== Teks Latihan ==
● ● ● ● ●
Seharusnya Indonesia sebagai negara yang memiliki perkebunan sawit terbesar di dunia tidak akan kekurangan bahan baku CPO. Tetapi karena negara ini dalam sistem ekonominya menganut sistem ekonomi kapitalis. Di mana negara tidak ikut campur tangan dalam mekanisme pasar. Sehingga setiap warga negara dan pemilik modal bebas menentukan produk harga, merancang kontrak kerjadan memadarkan produknya dengan bebas.
Dan setiap pelaku ekonomi (individu) diberikan kebebadan dalam melakukan kepentingannya. Inilah yang mengakibatkan para pemilik modal (pengusaha) mengambil kesempatan menjual (mengekspor) produk CPOnya ke luar negeti dengan adanya kelangkaan bahan baku CPO di perdagangan internadional.
● ● ● ● ●
Entri data tersimpan:
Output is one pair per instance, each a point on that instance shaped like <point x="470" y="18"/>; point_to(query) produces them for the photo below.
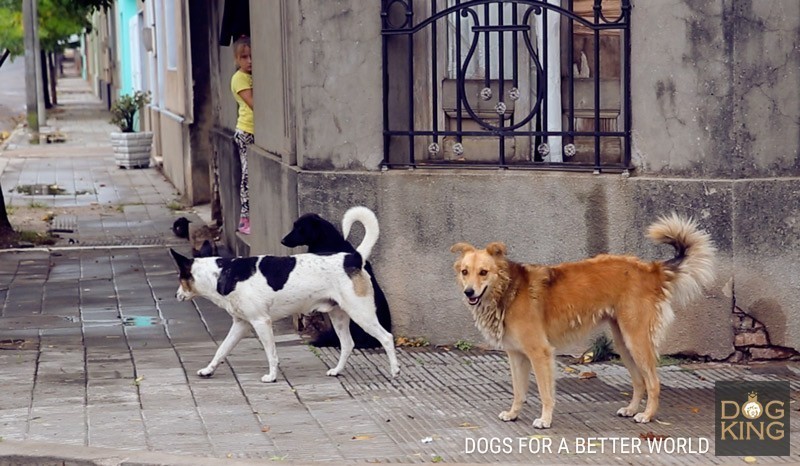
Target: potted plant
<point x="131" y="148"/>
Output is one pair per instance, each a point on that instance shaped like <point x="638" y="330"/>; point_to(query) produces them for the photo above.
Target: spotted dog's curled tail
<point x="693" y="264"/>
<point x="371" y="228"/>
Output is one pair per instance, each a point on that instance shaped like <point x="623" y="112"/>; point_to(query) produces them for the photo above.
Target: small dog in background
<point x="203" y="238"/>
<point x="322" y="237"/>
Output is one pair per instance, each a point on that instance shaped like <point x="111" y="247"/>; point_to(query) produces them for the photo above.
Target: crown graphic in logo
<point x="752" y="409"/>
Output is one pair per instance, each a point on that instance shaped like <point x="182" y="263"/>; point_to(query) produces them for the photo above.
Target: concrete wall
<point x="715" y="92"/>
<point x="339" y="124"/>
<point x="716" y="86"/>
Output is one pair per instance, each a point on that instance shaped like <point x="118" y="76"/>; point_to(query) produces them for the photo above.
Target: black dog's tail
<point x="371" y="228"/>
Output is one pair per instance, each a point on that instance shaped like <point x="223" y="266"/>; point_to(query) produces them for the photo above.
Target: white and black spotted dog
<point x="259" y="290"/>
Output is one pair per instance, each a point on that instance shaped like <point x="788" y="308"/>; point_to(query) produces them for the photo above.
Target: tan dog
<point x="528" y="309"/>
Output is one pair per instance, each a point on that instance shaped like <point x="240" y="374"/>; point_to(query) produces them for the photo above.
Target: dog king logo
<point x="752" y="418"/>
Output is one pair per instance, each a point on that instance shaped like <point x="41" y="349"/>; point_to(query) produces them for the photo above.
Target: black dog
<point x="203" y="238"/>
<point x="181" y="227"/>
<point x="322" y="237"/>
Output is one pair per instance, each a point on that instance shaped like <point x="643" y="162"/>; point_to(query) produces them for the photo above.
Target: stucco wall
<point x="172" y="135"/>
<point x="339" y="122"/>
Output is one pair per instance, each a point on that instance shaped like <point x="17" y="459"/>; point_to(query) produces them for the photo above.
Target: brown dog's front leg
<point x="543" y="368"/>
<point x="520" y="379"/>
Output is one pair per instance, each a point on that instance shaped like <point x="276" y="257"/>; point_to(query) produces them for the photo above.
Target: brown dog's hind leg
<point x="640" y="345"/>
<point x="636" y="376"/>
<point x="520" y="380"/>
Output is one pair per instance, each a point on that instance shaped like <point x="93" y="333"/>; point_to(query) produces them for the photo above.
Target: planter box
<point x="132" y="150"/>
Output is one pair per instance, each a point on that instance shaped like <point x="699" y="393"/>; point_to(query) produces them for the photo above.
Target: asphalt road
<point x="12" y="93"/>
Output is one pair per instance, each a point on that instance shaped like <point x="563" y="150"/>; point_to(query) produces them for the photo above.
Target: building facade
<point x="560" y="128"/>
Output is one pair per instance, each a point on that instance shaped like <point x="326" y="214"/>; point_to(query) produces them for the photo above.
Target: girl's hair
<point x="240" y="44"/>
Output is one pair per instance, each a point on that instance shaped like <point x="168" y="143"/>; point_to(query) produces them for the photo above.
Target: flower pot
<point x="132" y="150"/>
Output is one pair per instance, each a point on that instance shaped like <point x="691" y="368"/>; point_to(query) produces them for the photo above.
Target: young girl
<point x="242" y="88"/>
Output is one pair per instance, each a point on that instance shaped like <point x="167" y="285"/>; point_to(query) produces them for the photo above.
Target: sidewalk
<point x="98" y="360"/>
● ● ● ● ●
== Terapkan Bacaan ==
1. Sebutkan semua kata yang ditulis di dalam tanda kurung pada teks tentang CPO.
2. Salin bagian teks tentang CPO mulai dari "Seharusnya Indonesia sebagai" hingga "di perdagangan internadional.".

== Soal Terjawab ==
1. individu, pengusaha, mengekspor

2.
Seharusnya Indonesia sebagai negara yang memiliki perkebunan sawit terbesar di dunia tidak akan kekurangan bahan baku CPO. Tetapi karena negara ini dalam sistem ekonominya menganut sistem ekonomi kapitalis. Di mana negara tidak ikut campur tangan dalam mekanisme pasar. Sehingga setiap warga negara dan pemilik modal bebas menentukan produk harga, merancang kontrak kerjadan memadarkan produknya dengan bebas.
Dan setiap pelaku ekonomi (individu) diberikan kebebadan dalam melakukan kepentingannya. Inilah yang mengakibatkan para pemilik modal (pengusaha) mengambil kesempatan menjual (mengekspor) produk CPOnya ke luar negeti dengan adanya kelangkaan bahan baku CPO di perdagangan internadional.